--- Records provided Enclosed Below ---

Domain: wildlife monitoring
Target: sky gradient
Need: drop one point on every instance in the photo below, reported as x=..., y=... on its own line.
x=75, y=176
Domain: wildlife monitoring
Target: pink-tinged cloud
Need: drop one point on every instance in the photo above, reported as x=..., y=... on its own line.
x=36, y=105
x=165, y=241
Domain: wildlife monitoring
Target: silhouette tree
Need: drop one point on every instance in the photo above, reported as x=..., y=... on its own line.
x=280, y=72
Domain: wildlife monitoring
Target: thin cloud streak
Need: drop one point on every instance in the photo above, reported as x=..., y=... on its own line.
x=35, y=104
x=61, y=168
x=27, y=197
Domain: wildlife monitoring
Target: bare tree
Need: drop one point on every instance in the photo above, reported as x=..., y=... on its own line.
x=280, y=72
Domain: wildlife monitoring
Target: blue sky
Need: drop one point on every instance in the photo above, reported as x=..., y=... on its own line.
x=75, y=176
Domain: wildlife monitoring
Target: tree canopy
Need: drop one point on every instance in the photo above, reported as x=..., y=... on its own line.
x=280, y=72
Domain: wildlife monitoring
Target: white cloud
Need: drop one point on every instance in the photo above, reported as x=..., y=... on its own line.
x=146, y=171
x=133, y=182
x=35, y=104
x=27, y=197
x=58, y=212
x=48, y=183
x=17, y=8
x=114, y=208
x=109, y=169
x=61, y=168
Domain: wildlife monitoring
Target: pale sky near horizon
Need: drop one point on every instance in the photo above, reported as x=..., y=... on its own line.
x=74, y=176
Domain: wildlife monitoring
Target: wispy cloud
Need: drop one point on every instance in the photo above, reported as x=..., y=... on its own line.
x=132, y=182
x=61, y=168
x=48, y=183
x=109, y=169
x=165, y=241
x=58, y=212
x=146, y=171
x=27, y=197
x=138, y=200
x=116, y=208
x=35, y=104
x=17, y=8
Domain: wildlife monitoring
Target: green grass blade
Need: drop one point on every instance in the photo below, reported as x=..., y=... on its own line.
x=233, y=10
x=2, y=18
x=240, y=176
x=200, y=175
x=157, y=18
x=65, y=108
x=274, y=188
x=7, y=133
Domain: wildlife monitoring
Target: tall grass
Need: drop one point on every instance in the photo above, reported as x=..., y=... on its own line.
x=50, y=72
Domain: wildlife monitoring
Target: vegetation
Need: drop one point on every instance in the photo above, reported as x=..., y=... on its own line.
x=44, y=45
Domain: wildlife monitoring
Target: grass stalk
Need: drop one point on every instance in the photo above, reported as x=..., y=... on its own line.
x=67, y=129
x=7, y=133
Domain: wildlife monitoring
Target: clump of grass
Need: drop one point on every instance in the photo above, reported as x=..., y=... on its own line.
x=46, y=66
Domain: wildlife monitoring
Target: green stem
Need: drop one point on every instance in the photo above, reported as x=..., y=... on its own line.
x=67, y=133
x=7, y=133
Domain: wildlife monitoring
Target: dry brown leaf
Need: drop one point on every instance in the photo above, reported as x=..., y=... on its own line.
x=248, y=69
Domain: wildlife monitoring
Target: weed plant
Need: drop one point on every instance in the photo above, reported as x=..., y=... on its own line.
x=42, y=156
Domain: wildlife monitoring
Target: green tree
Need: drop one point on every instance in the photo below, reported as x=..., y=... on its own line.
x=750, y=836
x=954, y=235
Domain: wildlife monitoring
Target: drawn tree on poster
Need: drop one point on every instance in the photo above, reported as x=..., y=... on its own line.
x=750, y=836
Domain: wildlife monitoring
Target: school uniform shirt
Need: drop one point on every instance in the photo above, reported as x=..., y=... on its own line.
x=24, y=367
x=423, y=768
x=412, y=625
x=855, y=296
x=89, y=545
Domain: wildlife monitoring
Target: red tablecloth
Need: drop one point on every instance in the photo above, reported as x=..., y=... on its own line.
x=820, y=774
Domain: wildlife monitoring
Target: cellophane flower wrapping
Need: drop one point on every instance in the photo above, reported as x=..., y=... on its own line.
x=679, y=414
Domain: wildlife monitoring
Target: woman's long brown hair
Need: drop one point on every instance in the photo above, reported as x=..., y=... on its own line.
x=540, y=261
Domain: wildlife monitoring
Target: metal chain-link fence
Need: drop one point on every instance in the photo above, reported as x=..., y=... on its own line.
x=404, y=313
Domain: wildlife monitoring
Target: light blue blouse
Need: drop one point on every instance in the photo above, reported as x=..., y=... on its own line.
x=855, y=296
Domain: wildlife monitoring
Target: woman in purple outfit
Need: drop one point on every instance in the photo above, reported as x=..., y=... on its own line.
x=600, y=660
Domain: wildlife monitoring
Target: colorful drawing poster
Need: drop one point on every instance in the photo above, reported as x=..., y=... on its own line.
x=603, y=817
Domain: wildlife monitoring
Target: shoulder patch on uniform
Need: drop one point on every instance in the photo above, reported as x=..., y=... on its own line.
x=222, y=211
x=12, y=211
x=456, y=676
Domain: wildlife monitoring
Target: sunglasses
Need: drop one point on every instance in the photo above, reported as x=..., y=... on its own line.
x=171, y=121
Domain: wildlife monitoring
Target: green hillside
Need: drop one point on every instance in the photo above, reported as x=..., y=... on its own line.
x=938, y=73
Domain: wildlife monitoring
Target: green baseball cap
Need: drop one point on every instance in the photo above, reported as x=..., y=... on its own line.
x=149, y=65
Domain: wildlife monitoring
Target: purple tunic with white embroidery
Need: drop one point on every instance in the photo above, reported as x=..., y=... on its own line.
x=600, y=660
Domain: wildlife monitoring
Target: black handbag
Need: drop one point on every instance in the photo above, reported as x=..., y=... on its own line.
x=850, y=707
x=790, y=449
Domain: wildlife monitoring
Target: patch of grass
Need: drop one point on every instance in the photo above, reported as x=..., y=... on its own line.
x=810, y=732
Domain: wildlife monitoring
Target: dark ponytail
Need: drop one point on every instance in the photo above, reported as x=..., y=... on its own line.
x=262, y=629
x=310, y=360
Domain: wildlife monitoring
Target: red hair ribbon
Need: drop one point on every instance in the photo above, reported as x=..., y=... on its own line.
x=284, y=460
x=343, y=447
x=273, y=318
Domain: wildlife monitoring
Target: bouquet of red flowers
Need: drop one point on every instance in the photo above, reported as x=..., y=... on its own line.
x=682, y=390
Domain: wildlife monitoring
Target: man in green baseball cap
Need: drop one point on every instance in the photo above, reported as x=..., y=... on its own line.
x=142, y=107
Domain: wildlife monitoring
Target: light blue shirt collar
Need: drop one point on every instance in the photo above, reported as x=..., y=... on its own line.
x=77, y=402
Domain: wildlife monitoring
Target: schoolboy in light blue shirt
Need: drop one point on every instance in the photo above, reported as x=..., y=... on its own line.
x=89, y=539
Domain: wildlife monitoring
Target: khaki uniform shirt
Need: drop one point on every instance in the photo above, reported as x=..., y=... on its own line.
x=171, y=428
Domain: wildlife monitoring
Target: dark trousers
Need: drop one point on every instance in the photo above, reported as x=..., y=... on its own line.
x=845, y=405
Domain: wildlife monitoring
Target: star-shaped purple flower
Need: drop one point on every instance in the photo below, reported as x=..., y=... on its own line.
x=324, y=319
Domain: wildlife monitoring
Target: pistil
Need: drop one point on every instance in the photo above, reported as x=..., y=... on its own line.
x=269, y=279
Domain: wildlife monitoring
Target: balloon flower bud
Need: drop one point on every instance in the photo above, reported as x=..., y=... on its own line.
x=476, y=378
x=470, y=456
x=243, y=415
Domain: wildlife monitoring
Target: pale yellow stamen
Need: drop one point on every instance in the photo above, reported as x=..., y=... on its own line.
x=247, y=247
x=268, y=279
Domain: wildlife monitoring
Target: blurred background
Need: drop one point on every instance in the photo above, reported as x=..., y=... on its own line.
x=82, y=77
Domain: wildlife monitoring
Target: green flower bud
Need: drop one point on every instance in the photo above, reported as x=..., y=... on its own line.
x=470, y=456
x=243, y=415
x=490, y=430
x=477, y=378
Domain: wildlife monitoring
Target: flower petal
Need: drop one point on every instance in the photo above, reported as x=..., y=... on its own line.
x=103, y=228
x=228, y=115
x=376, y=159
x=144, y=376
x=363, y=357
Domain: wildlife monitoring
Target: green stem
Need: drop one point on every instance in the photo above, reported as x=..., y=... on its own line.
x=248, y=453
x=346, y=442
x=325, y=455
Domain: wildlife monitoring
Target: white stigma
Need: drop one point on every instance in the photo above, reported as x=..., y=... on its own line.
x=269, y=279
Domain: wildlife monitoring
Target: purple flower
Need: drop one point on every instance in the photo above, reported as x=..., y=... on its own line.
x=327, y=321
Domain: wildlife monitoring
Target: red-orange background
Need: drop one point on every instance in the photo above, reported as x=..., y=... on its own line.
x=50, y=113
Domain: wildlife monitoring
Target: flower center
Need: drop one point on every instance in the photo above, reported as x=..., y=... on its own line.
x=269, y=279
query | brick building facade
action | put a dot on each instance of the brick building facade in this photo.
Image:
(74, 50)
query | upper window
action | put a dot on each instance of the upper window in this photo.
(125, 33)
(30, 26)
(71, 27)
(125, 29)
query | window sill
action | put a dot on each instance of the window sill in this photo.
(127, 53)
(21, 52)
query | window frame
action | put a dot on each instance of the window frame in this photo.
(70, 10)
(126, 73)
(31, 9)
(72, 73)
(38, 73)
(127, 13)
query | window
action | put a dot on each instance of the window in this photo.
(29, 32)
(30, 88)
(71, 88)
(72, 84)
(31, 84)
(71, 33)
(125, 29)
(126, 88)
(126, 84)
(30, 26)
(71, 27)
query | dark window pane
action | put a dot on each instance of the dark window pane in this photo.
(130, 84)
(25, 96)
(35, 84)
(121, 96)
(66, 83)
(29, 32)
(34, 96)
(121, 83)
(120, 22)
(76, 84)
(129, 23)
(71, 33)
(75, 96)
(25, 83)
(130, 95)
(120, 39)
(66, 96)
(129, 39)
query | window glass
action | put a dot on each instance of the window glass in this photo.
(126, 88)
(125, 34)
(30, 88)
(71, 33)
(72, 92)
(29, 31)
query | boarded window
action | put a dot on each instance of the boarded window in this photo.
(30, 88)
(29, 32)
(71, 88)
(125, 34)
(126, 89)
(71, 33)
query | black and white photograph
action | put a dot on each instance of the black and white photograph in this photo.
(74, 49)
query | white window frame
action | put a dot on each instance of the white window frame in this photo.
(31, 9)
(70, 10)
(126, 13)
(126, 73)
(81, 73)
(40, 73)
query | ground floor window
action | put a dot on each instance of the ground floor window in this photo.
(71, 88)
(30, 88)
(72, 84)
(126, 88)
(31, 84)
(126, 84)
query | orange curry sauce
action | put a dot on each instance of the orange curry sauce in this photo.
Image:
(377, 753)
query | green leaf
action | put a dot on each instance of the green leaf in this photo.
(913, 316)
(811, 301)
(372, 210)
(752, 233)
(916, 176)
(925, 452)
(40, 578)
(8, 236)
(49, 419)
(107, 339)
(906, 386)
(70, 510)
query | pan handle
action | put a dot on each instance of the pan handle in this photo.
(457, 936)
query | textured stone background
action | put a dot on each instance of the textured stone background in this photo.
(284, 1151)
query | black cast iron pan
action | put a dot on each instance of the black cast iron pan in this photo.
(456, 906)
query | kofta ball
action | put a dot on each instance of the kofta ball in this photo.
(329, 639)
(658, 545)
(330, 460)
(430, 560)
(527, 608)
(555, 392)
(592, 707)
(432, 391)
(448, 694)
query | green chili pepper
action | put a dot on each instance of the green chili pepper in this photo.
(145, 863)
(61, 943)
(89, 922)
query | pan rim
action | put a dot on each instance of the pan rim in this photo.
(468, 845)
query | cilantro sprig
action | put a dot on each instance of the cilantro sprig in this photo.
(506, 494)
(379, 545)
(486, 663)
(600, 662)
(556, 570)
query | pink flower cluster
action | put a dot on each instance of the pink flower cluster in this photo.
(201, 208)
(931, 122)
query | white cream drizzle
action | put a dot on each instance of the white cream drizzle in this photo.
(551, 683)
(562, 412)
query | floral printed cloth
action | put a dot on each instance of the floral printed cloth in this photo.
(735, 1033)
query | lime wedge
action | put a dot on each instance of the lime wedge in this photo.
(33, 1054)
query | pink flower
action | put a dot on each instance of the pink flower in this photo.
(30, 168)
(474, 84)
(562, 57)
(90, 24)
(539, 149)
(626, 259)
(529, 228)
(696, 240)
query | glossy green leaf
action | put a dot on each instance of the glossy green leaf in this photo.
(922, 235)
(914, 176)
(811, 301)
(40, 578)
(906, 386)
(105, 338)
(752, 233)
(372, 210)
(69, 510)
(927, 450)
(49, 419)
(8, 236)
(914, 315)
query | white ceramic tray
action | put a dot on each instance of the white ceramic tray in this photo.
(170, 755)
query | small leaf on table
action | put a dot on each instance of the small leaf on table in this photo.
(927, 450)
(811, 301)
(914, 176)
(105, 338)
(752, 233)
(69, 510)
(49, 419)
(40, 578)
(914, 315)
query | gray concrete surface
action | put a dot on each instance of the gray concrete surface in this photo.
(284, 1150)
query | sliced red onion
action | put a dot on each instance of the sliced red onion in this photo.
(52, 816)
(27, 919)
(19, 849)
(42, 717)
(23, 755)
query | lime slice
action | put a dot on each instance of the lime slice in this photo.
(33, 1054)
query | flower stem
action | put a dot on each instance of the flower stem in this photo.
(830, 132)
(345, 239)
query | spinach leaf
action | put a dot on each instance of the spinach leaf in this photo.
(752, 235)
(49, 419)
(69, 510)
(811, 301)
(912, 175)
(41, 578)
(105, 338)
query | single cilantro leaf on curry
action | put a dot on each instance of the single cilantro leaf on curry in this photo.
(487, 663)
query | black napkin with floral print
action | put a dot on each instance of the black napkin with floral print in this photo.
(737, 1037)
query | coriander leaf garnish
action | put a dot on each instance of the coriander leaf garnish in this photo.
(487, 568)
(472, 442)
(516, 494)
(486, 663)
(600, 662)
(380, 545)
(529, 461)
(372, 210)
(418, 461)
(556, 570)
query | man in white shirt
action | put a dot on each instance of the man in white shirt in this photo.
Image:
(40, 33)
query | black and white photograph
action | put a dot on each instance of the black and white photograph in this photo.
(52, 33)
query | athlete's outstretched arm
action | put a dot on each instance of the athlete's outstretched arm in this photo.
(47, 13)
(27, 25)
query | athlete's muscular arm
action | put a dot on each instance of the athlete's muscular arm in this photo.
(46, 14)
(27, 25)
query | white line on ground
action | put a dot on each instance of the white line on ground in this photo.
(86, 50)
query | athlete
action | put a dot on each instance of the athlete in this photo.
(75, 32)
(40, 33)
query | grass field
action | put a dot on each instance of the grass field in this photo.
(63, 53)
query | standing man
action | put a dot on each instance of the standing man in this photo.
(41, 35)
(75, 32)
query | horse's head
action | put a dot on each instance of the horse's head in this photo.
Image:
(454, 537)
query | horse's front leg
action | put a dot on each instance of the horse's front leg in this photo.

--- End of Enclosed Records provided ---

* _What the exercise asks_
Lines above holding "uniform": give their count, nothing more.

* _Result for this exercise_
3